Trecho selecionado
ESCREVER SOBRE SHUTEN ORDER
Com receio, encaro a penosa tarefa de escrever uma análise sobre Shuten Order. Quando digo penosa tarefa, não é porque eu não tenha gostado do jogo — se me permitem pelo menos um pequeno único spoiler: na verdade, amei. É que estamos diante de um mistério recheado de enganos e misdirections, e a minha vontade é que, ao jogar, você se sinta tão desorientado quanto me senti. Me vejo, então, naquelas situações onde começo a contar uma fofoca para um amigo, porém logo me dou conta que não sei até que parte ele pode saber e, quando ele levanta um questionamento capaz de levar a conversa a esse terreno dúbio, recuo feito alguém que dá um pequeno tropeço ao andar para trás — e, com esse gesto tagarela, já confessei. Felizmente, aqui, você é leitor, não amigo; por isso posso dizer somente o necessário sem medo de réplicas inconvenientes. Mas, se for amigo (daqueles que confiam em mim, pelo menos), talvez o necessário já tenha sido dito com a palavra acima grifada em negrito e sinta-se livre para fechar a aba e deixar de ser leitor.
Prossigamos: leitor, ou amigo que não confia em mim, ou amigo que confia até demais em mim ao ponto de crer que ler esse texto pode ajudar na sua experiência — e quarta personagem secreta que já jogou o jogo.

Linhas exibidas
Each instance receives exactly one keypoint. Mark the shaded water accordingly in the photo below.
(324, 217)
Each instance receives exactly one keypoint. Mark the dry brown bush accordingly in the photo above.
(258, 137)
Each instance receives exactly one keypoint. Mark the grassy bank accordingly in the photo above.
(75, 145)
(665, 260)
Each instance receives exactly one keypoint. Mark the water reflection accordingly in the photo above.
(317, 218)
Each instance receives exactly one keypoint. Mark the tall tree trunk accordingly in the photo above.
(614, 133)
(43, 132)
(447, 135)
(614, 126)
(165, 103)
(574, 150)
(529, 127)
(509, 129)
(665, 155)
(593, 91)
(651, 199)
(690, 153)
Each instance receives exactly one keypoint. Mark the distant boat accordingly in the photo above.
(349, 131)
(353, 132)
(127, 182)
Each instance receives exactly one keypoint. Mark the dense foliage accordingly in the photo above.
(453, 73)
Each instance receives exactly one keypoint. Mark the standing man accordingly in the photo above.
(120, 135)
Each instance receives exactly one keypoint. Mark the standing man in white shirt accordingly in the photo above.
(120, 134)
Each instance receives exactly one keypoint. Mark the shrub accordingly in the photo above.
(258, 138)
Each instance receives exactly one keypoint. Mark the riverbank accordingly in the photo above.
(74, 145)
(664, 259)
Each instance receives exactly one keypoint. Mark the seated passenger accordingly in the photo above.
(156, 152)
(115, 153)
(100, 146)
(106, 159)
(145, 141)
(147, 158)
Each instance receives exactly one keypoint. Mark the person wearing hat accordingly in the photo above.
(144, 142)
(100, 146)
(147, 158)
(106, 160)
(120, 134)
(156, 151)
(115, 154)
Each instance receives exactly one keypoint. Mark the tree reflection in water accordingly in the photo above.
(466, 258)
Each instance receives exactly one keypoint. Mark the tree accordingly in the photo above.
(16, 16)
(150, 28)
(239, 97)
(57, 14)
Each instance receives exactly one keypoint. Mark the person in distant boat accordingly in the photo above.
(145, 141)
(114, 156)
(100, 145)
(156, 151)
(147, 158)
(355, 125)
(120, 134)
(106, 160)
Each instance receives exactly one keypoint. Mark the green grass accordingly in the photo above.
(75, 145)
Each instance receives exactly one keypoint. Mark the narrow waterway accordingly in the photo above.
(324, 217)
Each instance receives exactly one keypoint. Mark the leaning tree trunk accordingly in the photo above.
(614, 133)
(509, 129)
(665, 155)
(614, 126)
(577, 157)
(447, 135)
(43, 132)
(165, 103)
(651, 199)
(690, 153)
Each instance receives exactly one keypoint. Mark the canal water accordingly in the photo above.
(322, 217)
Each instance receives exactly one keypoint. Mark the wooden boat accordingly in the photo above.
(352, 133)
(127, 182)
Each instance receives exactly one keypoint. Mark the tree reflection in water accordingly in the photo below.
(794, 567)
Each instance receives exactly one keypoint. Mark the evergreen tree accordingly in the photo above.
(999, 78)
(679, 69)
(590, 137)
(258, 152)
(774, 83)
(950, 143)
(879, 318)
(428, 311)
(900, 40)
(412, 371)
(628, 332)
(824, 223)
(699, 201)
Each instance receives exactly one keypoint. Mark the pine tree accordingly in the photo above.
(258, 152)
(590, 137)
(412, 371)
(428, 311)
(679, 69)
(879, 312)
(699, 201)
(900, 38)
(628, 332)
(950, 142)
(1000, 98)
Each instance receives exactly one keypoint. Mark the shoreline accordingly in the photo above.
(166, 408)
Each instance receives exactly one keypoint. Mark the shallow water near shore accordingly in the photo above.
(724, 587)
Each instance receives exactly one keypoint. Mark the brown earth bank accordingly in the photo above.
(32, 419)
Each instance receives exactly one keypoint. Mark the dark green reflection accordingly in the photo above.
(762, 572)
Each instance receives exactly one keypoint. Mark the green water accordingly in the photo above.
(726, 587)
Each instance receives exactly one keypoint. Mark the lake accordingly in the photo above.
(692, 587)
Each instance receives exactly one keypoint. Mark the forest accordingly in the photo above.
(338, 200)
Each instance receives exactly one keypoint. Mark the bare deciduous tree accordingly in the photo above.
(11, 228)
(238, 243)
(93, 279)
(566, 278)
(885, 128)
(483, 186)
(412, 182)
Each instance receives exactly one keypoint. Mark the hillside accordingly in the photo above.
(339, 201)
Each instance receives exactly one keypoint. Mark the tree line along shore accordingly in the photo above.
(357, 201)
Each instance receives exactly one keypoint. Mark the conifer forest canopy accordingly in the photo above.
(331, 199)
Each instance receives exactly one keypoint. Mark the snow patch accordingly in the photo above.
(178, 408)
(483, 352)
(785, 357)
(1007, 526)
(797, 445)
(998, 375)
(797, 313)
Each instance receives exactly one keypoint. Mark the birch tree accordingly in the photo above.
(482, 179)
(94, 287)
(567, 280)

Objetivo A
Responda às perguntas abaixo com base no trecho sobre Shuten Order.
(i) Qual foi, segundo o autor, sua opinião sobre o jogo?
(ii) Do que se trata o jogo, conforme descrito no primeiro parágrafo?
(iii) Como é caracterizada a quarta personagem secreta no último parágrafo?
Objetivo B
Transcreva, sem qualquer alteração, o trecho sobre Shuten Order, começando nas palavras "Prossigamos: leitor, ou" e terminando após as palavras "jogou o jogo.".

Resposta A
(i) O autor afirma que amou o jogo.
(ii) Trata-se de um mistério recheado de enganos e misdirections.
(iii) É alguém que já jogou o jogo.

Resposta B
Prossigamos: leitor, ou amigo que não confia em mim, ou amigo que confia até demais em mim ao ponto de crer que ler esse texto pode ajudar na sua experiência — e quarta personagem secreta que já jogou o jogo.